**SHORT TASK**: Set out every line of the entries below as a numbered list, skipping blank lines and leaving out the pictures.

**SUPPLIED INFORMATION**:
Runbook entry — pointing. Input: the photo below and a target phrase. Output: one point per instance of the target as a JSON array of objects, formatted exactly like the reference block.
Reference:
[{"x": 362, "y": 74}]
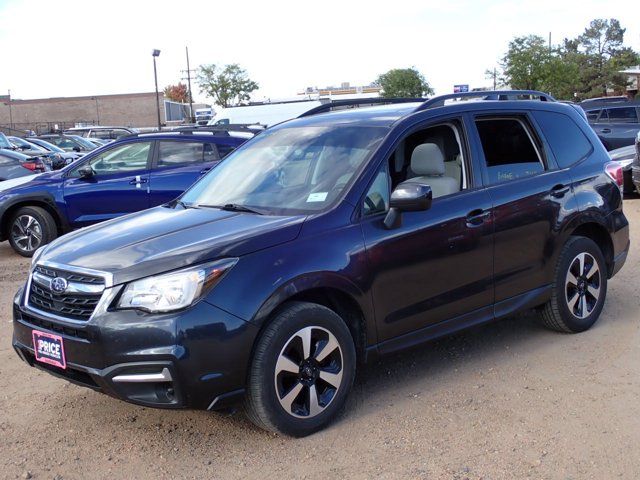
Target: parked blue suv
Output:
[
  {"x": 329, "y": 239},
  {"x": 131, "y": 174}
]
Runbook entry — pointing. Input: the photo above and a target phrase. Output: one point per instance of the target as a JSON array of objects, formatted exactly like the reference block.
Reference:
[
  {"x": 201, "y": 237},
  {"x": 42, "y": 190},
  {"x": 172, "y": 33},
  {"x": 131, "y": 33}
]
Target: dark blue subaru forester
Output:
[
  {"x": 326, "y": 240},
  {"x": 126, "y": 176}
]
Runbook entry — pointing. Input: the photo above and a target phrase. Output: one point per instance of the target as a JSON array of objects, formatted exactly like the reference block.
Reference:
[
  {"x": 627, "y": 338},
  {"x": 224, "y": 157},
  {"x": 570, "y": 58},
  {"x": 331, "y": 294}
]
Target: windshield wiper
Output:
[{"x": 234, "y": 207}]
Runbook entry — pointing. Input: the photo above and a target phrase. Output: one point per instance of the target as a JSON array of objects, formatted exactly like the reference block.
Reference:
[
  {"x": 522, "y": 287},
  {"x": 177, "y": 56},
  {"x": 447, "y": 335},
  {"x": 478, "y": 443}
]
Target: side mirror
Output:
[
  {"x": 86, "y": 171},
  {"x": 407, "y": 197}
]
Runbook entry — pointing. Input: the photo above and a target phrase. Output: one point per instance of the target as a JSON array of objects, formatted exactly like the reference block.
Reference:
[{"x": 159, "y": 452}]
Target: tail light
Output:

**EXERCISE RESPONSE**:
1. Runbook entry — pointing. Input: the photo below and a target phrase. Output: one point per instance of the target as a JSON array of objects, formatted exactly like the reference block.
2. Reference:
3. [{"x": 362, "y": 74}]
4. Target: parked blue suv
5. Output:
6. [
7.   {"x": 329, "y": 239},
8.   {"x": 131, "y": 174}
9. ]
10. Runbook entry — pointing. Input: the photo above and a target phrase. Output: one point per instance of the target as a JSON array of objects, formatted exactly like the reference block.
11. Reference:
12. [
13.   {"x": 201, "y": 237},
14.   {"x": 42, "y": 190},
15.   {"x": 172, "y": 33},
16.   {"x": 131, "y": 33}
17. ]
18. Target: dark blue subaru forester
19. Output:
20. [
21.   {"x": 326, "y": 240},
22.   {"x": 126, "y": 176}
23. ]
24. Runbook entry — pointing. Input: the photo above and a target phrase. Output: one point per instance of the target as a JSON array of objects, formatted exactly like the reference block.
25. Reference:
26. [
27.   {"x": 627, "y": 338},
28.   {"x": 224, "y": 157},
29.   {"x": 570, "y": 58},
30.   {"x": 331, "y": 294}
31. ]
32. Target: windshield wiper
33. Output:
34. [{"x": 234, "y": 207}]
35. Runbook entry — pointing. Input: the photo above and a target phrase. Output: one point per instance of the target as a JSON array of objects, formatted exactly like the reference block.
36. Reference:
37. [
38.   {"x": 522, "y": 287},
39.   {"x": 177, "y": 56},
40.   {"x": 447, "y": 335},
41.   {"x": 478, "y": 443}
42. ]
43. Target: side mirror
44. Output:
45. [
46.   {"x": 86, "y": 171},
47.   {"x": 407, "y": 197}
48. ]
49. Runbook entry — pointing. Input: the photo above and a target phrase. Output: one point per instance of the target as a JSON array of objects, formatted exactly like the reference block.
50. Reference:
51. [{"x": 159, "y": 452}]
52. Target: tail light
53. Output:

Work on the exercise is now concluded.